Aim: Could you copy every one of the records below line by line, changing nothing?

Records provided:
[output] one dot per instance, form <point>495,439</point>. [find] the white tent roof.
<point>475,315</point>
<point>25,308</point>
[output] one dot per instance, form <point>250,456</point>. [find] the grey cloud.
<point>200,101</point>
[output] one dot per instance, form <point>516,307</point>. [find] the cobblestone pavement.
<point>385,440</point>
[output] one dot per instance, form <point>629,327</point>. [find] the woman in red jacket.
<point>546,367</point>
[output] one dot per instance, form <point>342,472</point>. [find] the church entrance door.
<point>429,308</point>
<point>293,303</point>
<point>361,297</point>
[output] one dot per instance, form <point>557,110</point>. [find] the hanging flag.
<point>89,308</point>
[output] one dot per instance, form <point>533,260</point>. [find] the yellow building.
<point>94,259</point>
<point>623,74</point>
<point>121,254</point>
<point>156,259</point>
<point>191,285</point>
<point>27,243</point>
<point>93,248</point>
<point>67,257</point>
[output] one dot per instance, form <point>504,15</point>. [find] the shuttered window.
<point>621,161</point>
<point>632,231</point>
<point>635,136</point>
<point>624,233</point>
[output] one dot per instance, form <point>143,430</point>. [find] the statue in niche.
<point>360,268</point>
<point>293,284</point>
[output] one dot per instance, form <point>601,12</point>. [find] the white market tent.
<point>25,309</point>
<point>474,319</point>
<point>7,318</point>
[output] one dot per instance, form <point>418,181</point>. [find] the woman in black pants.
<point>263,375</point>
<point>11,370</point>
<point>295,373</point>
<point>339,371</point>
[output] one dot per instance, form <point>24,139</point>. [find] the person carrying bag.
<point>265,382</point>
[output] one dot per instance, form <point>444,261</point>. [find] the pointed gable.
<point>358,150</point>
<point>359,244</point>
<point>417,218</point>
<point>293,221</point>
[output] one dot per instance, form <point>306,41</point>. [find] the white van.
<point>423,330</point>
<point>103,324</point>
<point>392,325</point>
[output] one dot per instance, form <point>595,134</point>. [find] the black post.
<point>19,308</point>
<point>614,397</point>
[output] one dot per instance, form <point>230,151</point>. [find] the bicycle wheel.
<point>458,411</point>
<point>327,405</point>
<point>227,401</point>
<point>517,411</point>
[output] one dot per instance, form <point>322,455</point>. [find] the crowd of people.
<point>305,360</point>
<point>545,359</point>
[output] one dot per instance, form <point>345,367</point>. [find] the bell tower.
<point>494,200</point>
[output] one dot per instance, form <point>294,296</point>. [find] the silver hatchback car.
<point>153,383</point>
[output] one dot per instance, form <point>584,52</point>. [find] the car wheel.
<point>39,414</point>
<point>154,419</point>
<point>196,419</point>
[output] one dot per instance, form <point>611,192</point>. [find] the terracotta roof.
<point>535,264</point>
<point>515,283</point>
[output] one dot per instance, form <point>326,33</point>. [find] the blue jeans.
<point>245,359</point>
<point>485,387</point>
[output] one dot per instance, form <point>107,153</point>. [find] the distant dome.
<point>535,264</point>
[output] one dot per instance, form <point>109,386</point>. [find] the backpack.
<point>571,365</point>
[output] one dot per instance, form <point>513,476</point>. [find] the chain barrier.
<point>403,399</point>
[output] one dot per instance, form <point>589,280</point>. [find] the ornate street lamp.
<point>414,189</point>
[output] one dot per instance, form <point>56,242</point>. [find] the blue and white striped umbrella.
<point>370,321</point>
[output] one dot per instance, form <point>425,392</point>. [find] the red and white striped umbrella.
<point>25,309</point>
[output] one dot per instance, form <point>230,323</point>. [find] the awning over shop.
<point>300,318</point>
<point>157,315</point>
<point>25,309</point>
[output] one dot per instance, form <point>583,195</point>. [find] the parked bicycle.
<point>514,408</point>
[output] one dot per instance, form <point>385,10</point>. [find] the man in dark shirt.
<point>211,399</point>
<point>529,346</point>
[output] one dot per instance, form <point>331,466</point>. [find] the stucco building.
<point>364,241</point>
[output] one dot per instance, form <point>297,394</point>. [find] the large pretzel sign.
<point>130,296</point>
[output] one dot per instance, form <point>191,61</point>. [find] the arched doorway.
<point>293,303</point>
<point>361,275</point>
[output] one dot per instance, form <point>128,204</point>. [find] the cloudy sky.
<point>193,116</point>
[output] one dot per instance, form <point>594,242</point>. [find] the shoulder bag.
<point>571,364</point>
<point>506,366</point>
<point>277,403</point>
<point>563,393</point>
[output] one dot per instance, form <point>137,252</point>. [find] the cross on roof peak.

Answer to this problem:
[output] one dot per instance, form <point>495,439</point>. [find] the white tent roof.
<point>475,315</point>
<point>25,308</point>
[output] one dot per instance, form <point>250,456</point>. [find] the grey cloud.
<point>200,101</point>
[output] one dot per instance, form <point>516,307</point>. [find] the cobblestone pavement.
<point>385,440</point>
[output] one dot per instance, form <point>629,327</point>. [find] the woman in red jacket.
<point>546,367</point>
[output] one dot per instance, form <point>342,472</point>. [find] the church entrance door.
<point>429,308</point>
<point>293,303</point>
<point>361,297</point>
[output] one dot per instance, form <point>557,110</point>. [find] the hanging flag.
<point>89,308</point>
[output] one dot per instance, form <point>533,260</point>. [find] the yellow building.
<point>94,259</point>
<point>623,74</point>
<point>121,254</point>
<point>156,259</point>
<point>191,285</point>
<point>27,243</point>
<point>93,248</point>
<point>67,257</point>
[output] one dot per instance, form <point>504,15</point>. [find] the shuttered window.
<point>621,161</point>
<point>632,231</point>
<point>635,136</point>
<point>624,233</point>
[output] one dot per instance, form <point>143,430</point>. [find] the statue in niche.
<point>360,268</point>
<point>293,284</point>
[output] one dot per instance, form <point>601,12</point>. [find] the white market tent.
<point>25,309</point>
<point>474,319</point>
<point>7,318</point>
[output] one dot per instance, form <point>418,181</point>. [find] the woman in black pants.
<point>263,375</point>
<point>11,370</point>
<point>295,373</point>
<point>339,371</point>
[output] one dot per instance, form <point>24,139</point>. [find] the person carrying bag.
<point>265,382</point>
[output] one dot per instance, form <point>444,261</point>. [find] the pointed gable.
<point>358,150</point>
<point>359,244</point>
<point>417,218</point>
<point>293,221</point>
[output] one dot per instance, form <point>306,41</point>. [find] the white van.
<point>423,330</point>
<point>103,324</point>
<point>392,325</point>
[output] one dot per instance, form <point>595,134</point>. [find] the black post.
<point>19,308</point>
<point>614,397</point>
[output] one dot per instance, form <point>230,151</point>. [find] the bicycle wheel.
<point>458,411</point>
<point>327,405</point>
<point>227,401</point>
<point>517,411</point>
[output] one dot per instance, form <point>322,455</point>. [find] the crowd of people.
<point>305,360</point>
<point>545,359</point>
[output] one dot per instance, form <point>345,367</point>. [find] the bell tower.
<point>494,200</point>
[output] one dot per instance, form <point>294,296</point>. [find] the silver hatchback car.
<point>153,383</point>
[output] one dot per instance, form <point>584,52</point>. [find] the car wheel.
<point>39,414</point>
<point>154,419</point>
<point>196,419</point>
[output] one dot per instance, form <point>611,192</point>. [find] the terracotta roof.
<point>535,264</point>
<point>515,283</point>
[output] one dot per instance, form <point>326,33</point>. [find] the blue jeans.
<point>245,359</point>
<point>485,387</point>
[output] one dot per instance, form <point>107,153</point>. [find] the distant dome.
<point>535,264</point>
[output] one dot per instance, form <point>109,386</point>. [find] the backpack.
<point>571,365</point>
[output] one dot per instance, form <point>513,476</point>. [find] the chain barrier.
<point>403,399</point>
[output] one dot per instance, form <point>589,280</point>. [find] the ornate street lamp.
<point>414,189</point>
[output] one dot per instance, form <point>56,242</point>. [find] the blue and white striped umbrella.
<point>370,321</point>
[output] one dot per instance, form <point>425,392</point>. [find] the red and white striped umbrella.
<point>25,309</point>
[output] one dot per instance, form <point>230,323</point>. [find] the awning over shop.
<point>300,318</point>
<point>157,315</point>
<point>25,309</point>
[output] one dot per instance, form <point>583,195</point>. [find] the parked bicycle.
<point>514,408</point>
[output] one dot per instance, form <point>385,10</point>. [find] the man in dark shirt.
<point>211,399</point>
<point>529,346</point>
[output] one dot per instance, form <point>331,466</point>. [find] the stucco building.
<point>364,241</point>
[output] one dot per instance, form <point>297,394</point>. [find] the large pretzel sign.
<point>130,296</point>
[output] one dot per instance, form <point>191,61</point>. [find] the arched doorway.
<point>293,303</point>
<point>361,275</point>
[output] one dot per instance, form <point>128,204</point>. [find] the cloudy sky.
<point>193,116</point>
[output] one dot per instance, form <point>594,242</point>. [find] the shoulder bag.
<point>571,364</point>
<point>506,366</point>
<point>277,403</point>
<point>563,393</point>
[output] one dot per instance, form <point>137,252</point>. [find] the cross on roof peak.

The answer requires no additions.